Go to the line containing "Please identify the tiny" below; retype it and all following lines exactly, and leave out the pictures.

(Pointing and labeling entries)
━━━━━━
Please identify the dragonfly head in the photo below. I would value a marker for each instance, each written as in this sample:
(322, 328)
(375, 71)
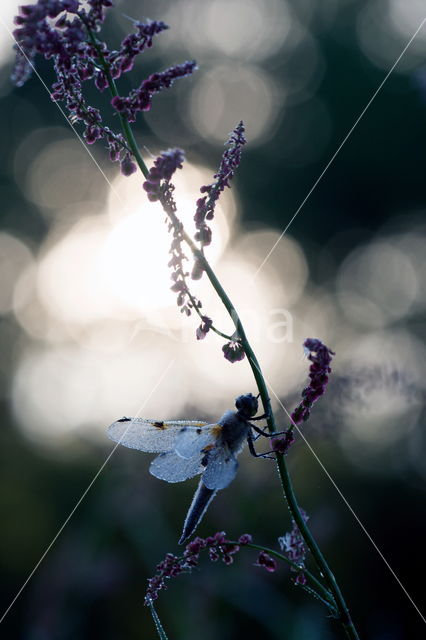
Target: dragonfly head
(247, 405)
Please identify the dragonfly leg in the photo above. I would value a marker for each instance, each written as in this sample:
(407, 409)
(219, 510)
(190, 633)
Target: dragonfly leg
(265, 416)
(262, 432)
(254, 452)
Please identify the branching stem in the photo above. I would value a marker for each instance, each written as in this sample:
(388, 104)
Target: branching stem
(324, 569)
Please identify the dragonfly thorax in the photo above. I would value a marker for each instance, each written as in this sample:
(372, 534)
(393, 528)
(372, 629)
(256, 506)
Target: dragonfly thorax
(234, 430)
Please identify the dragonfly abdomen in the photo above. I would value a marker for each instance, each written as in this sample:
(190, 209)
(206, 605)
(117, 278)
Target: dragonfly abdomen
(201, 500)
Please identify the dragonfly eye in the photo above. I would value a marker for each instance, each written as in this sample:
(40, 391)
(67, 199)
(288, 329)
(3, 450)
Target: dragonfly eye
(247, 405)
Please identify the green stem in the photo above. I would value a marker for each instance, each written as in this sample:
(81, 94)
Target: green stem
(324, 592)
(128, 133)
(258, 376)
(161, 633)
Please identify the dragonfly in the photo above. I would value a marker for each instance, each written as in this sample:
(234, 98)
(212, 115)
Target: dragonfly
(190, 447)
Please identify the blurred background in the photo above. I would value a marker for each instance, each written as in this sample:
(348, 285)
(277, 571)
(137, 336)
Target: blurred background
(90, 331)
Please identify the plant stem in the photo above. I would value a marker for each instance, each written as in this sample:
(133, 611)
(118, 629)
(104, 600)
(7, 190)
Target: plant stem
(326, 594)
(286, 483)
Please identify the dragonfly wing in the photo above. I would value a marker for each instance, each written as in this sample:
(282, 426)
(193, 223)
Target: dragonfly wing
(193, 440)
(173, 468)
(221, 468)
(149, 435)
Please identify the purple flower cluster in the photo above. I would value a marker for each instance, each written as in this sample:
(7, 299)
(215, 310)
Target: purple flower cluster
(266, 561)
(204, 328)
(159, 187)
(320, 356)
(133, 44)
(231, 158)
(206, 205)
(218, 547)
(164, 167)
(294, 547)
(63, 31)
(140, 99)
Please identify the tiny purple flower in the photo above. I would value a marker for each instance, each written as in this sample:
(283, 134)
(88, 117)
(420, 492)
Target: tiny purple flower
(294, 547)
(320, 356)
(233, 351)
(206, 205)
(140, 99)
(164, 167)
(266, 561)
(204, 327)
(127, 165)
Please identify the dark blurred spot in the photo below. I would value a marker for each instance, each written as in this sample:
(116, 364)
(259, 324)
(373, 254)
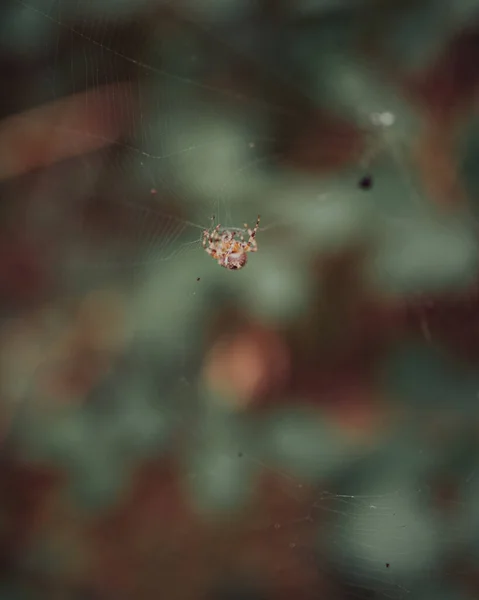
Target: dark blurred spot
(366, 182)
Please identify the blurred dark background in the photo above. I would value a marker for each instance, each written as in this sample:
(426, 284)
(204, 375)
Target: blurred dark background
(304, 428)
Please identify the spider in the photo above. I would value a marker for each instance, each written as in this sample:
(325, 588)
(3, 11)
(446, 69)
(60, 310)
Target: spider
(224, 247)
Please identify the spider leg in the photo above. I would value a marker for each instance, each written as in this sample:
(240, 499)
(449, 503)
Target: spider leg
(252, 245)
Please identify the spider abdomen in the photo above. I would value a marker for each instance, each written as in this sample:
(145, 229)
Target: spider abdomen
(235, 260)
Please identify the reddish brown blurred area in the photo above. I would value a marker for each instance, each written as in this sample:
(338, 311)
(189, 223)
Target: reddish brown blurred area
(153, 535)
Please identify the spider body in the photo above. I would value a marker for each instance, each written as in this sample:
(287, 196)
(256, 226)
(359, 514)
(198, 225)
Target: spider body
(230, 251)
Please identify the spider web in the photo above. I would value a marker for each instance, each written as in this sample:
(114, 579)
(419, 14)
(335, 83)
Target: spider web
(194, 145)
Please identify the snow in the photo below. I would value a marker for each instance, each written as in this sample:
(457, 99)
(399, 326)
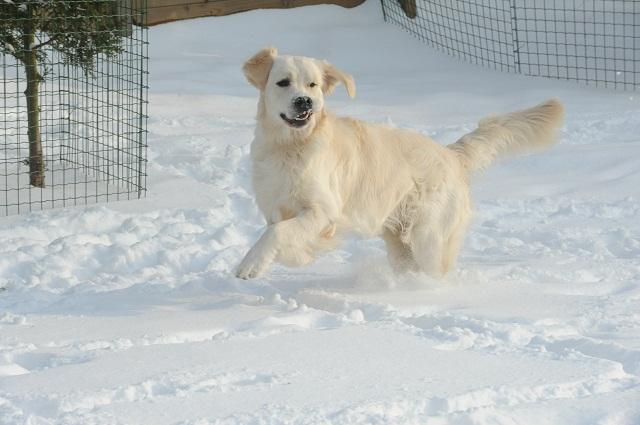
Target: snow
(128, 313)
━━━━━━
REPLY TO THE EXERCISE |
Please identify the tiny purple flower in the photo above. I would value a marker for each instance, each written as in this sample:
(283, 134)
(88, 117)
(420, 492)
Target: tiny purple flower
(294, 547)
(320, 356)
(233, 351)
(206, 205)
(140, 99)
(164, 167)
(266, 561)
(204, 327)
(127, 165)
Please identify the dark blurred spot in the photo below. I would value a marker for each instance, each written as in this sample:
(116, 364)
(259, 324)
(373, 254)
Target: dark blurred spot
(366, 182)
Please identify the blurred dark background in the photo above. I would value a marker for each instance, each written as in this sample:
(426, 284)
(204, 375)
Target: blurred dark background
(304, 428)
Please identify the spider in the photo above. I would value a marker for each instance, each written as in this sample:
(325, 588)
(3, 11)
(446, 69)
(60, 310)
Target: spider
(224, 247)
Please identify the spider leg in the photo above. I would value a marker for each instance, each written as in this sample:
(240, 499)
(449, 503)
Target: spider leg
(252, 245)
Please identify the spider abdomen in the photo above. I would value a marker for each instance, each written as in this sample:
(145, 229)
Target: spider abdomen
(235, 260)
Please identify the reddish brown blurred area in the photo above. I would value a marker for each instance, each written as in this sample:
(338, 311)
(189, 223)
Target: reddish brown blurred area
(153, 535)
Please identify the spider body in the photo above. I would value a marker for each instance, each written as in this sample:
(287, 196)
(256, 226)
(359, 514)
(198, 225)
Target: spider body
(230, 251)
Please identify the spider web in the photo above. I would value a marker for each instance, each written as in this sample:
(114, 579)
(419, 14)
(335, 83)
Target: spider web
(194, 145)
Please identify the snow in the photo below. I would value a marker for each instance, each written as in this sample:
(457, 99)
(399, 326)
Target: snow
(128, 313)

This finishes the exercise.